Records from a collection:
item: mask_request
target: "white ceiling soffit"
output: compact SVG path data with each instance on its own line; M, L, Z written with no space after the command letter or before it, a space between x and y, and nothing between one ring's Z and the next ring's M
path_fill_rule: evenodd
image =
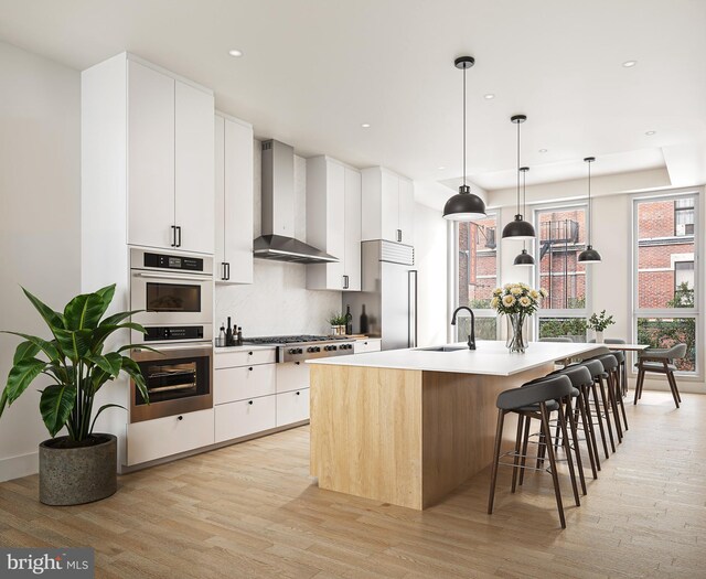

== Job ==
Present the lines of the data above as a numbered list, skipping any blank lines. Leave the picture out of your answer.

== The answer ==
1. item: mask_request
2. target: "white ceiling soffit"
3. output: compact SVG path data with each instance on its own line; M, L, Z written with no space after the command letter or before it, a space between x and y, and nothing between one ring's Z and the next ring's M
4. path_fill_rule: evenodd
5. image =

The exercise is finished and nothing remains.